Consigne: Dans les vers de Rimbaud cités par le texte sur la monnaie, relevez tous les noms précédés d'un déterminant possessif de la première personne du singulier (mon, ma, mes).

Extrait du texte:
————————

Monnaie
Ce texte comme beaucoup de mes autres "cailloux" a d'abord été écrit pour introduire un Thema de la revue Ecrits...Vains? cailloux
Money monnaie !

Le poète doit-il être maudit... financièrement parlant ?

La question mérite d'être posée tant on finit par ériger au rang de vertu ce qui au départ n'était que pur constat... plutôt embarassé.

Mais voilà  ! Il y a eu Rimbaud et sa Bohème et plus rien ne fut pareil :

"Je m'en allais, les poings dans mes poches crevées ;
Mon paletot aussi devenait idéal ;
J'allais sous le ciel, Muse ! et j'étais ton féal ;
Oh ! là ! là ! que d'amours splendides j'ai rêvés !

Mon unique culotte avait un large trou.
- Petit-Poucet rêveur, j'égrenais dans ma course
Des rimes. Mon auberge était la Grande-Ourse.
Mes étoiles au ciel avaient un doux frou-frou [...]"

————————

Extraits du matériel:
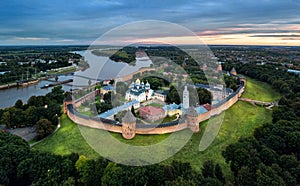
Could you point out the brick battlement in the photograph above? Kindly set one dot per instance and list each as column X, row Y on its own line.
column 113, row 126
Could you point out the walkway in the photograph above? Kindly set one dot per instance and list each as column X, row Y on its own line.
column 118, row 109
column 257, row 102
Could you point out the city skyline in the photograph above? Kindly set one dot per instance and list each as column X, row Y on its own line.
column 32, row 22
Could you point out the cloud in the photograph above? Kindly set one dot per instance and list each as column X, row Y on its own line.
column 84, row 21
column 276, row 35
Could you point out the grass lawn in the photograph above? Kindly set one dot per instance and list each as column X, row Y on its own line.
column 66, row 140
column 261, row 91
column 239, row 121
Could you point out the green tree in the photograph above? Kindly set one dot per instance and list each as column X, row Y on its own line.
column 6, row 119
column 43, row 128
column 113, row 175
column 121, row 88
column 19, row 104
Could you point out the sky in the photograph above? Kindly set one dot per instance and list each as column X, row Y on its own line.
column 72, row 22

————————

Résultat obtenu: mes poches, mon paletot, mon unique culotte, ma course, mon auberge, mes étoiles